Kirby A-CJ said this at 125-126:
"[1] The Act establishes a scheme for depriving persons of property rights which they otherwise enjoy by law. This is as much true of a company as it is of an individual. The right to own and to control property is an important civic right in a society such as ours. Indeed, it is an attribute of economic liberty. The ownership of property is recognised in the Universal Declaration of Human Rights. Article 17 provides:
'17.1 Everyone has the right to own property alone as well as in association with others.
2. No one shall be arbitrarily deprived of his property.'
Although these provisions are not, as such, part of Australian municipal law, they reflect fundamental principles of the law of civilised countries, including principles upheld by the common law in Australia. To the extent that they state applicable principles of international law, they are available to assist in the construction of ambiguous Federal legislation. It will be presumed that such legislation is written against the background of an acceptance of such fundamental principles: see, eg, Minister for Immigration and Ethnic Affairs v Teoh [1995] HCA 20; (1995) 69 ALJR 423 at 430 and 447; [1995] HCA 20; 128 ALR 353 at 384; Wentworth v New South Wales Bar Association [1992] HCA 24; (1992) 176 CLR 239 at 252. Therefore, it can be accepted that the Act, in so far as it manifests ambiguity or obscurity, would have been intended to respect basic property rights: see Director of Public Prosecutions for Commonwealth v Saxon (at 266). To deprive property owners (and I would say property owners contingently divested of their rights) of such rights, clear legislation is required. Although in the present case, it is true that the respondents' property had been forfeited to, and vested in, the Commonwealth, a proper view of the scheme of the Act, including s 31, is that the forfeiture is not complete until all rights of the property owner (including any rights enjoyed under s 31) are exhausted;
[2] Provisions for the forfeiture of property have conventionally been construed strictly. The Act contains an elaborate scheme, the predecessor of which was first introduced into Australian Federal law by the Customs Act 1901 (Cth). That Act contains a number of provisions for the forfeiture of goods. A strict approach to the construction of forfeiture provisions was endorsed by the majority of the High Court in Murphy v Farmer [1988] HCA 31; (1988) 165 CLR 19 affirming the decision in this Court: see Murphy v Farmer (1987) 87 FLR 149; 72 ALR 691. In the High Court (at 27f) Deane, Dawson and Gaudron JJ explained:
'... there were competing arguments which are based on the substantive content of [the section]. They point in opposite directions. On the one hand, it is arguable that the purpose of forfeiture provisions ... is 'to ensure the strict and complete observance of the Customs laws'... and that that purpose would be best served by the automatic forfeiture ... [o]n the other hand, it seems to us to be more strongly arguable that clear words should be required before there is attributed to the Parliament an intention to take the draconian step of imposing automatic forfeiture as a penalty for "any" wrong ... regardless of whether the wrong information was provided as the result of an innocent mistake or excusable ignorance. The effect of the penalty of automatic forfeiture ... can be devastating and quite disproportionate in that it applies regardless of the value of the goods or the importance or effect of the wrong statement which was made ... [i]t is... in our view, proper to approach the construction of the actual words of the Act on the basis that it is to be presumed that clear words would have been used if it were intended to impose automatic forfeiture.' ..."

▸ **PROMPT**:
Retype verbatim the stretch of the forfeiture passage from "Kirby A-CJ said" through "association with others.".

▸ **ITEMS**:
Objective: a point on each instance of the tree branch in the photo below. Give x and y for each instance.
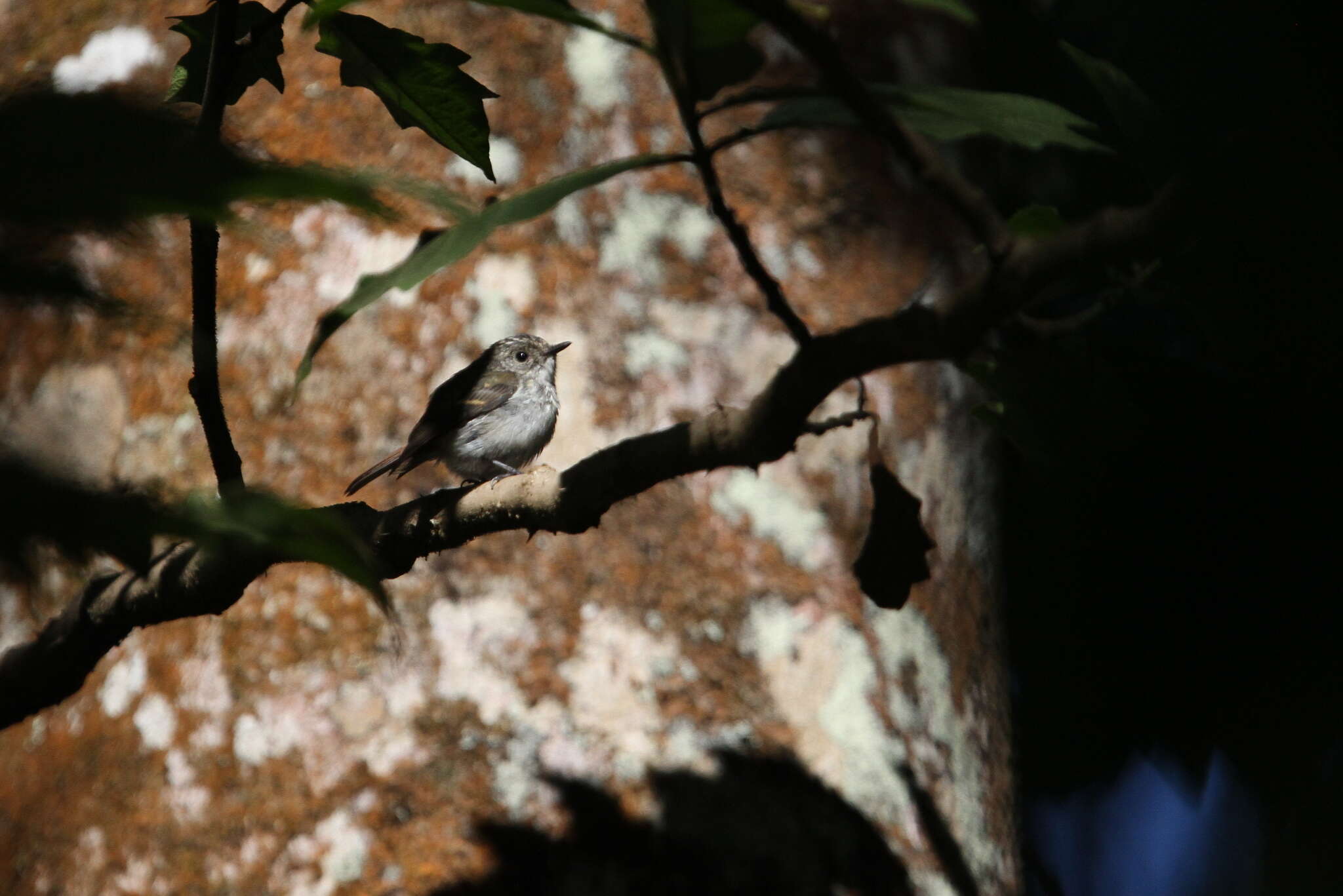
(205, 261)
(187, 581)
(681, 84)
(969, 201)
* * *
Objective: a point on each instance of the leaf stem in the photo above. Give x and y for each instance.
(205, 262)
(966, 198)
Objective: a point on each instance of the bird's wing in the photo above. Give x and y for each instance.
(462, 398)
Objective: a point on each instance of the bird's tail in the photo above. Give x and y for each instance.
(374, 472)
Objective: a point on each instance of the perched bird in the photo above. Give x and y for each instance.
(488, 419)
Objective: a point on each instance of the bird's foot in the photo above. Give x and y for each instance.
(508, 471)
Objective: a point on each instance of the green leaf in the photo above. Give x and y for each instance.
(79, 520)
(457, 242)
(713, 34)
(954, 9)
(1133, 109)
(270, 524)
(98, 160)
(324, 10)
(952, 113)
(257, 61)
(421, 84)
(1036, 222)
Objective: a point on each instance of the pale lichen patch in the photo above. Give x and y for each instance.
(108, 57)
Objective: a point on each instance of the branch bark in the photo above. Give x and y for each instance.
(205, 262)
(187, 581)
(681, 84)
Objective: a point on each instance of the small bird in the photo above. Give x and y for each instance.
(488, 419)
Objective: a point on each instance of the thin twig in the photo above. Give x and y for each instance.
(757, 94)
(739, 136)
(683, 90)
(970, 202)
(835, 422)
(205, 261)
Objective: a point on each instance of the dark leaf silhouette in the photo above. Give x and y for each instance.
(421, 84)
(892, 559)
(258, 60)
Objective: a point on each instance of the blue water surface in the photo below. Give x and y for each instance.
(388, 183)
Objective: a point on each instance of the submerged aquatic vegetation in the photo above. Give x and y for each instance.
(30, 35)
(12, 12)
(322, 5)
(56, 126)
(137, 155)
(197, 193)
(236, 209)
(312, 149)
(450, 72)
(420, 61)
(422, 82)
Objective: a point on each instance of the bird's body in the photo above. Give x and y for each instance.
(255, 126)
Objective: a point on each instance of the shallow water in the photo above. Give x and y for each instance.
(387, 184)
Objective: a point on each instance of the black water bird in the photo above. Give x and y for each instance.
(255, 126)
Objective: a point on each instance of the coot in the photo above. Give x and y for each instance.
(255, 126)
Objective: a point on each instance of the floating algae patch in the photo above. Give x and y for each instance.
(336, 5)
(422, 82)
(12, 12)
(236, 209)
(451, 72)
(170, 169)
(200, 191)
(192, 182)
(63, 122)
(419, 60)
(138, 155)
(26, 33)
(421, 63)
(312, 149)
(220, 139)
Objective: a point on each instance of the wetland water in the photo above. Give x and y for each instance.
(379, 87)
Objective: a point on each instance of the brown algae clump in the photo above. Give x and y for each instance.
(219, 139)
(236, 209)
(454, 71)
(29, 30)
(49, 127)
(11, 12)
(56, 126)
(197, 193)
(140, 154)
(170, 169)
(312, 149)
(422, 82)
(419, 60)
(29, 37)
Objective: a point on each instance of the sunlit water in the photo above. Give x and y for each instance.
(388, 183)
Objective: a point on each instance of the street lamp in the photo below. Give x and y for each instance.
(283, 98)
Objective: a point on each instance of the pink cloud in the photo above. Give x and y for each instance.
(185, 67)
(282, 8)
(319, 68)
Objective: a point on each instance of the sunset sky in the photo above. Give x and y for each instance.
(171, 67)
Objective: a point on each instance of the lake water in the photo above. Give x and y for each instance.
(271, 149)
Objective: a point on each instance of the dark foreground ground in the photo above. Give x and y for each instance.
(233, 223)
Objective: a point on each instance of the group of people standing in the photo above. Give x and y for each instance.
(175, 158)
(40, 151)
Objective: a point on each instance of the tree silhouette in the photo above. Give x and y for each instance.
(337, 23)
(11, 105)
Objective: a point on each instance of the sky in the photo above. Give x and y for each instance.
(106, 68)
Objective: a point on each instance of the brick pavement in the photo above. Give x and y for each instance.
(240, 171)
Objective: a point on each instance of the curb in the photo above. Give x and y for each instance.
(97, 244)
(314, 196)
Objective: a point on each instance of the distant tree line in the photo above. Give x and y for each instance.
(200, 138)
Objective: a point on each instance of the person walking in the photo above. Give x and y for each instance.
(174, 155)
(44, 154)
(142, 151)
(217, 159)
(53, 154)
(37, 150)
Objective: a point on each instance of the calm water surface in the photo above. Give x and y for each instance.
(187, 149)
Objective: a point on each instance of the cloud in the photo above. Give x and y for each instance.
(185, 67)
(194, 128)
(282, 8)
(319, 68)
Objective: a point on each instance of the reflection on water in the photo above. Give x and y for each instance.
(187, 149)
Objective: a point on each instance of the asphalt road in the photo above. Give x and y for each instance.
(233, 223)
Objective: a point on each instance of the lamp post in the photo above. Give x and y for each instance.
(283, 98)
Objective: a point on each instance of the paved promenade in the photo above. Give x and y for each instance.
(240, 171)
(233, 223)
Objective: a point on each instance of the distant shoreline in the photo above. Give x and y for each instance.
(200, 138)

▸ **ANSWER FOR THIS EXERCISE**:
Kirby A-CJ said this at 125-126:
"[1] The Act establishes a scheme for depriving persons of property rights which they otherwise enjoy by law. This is as much true of a company as it is of an individual. The right to own and to control property is an important civic right in a society such as ours. Indeed, it is an attribute of economic liberty. The ownership of property is recognised in the Universal Declaration of Human Rights. Article 17 provides:
'17.1 Everyone has the right to own property alone as well as in association with others.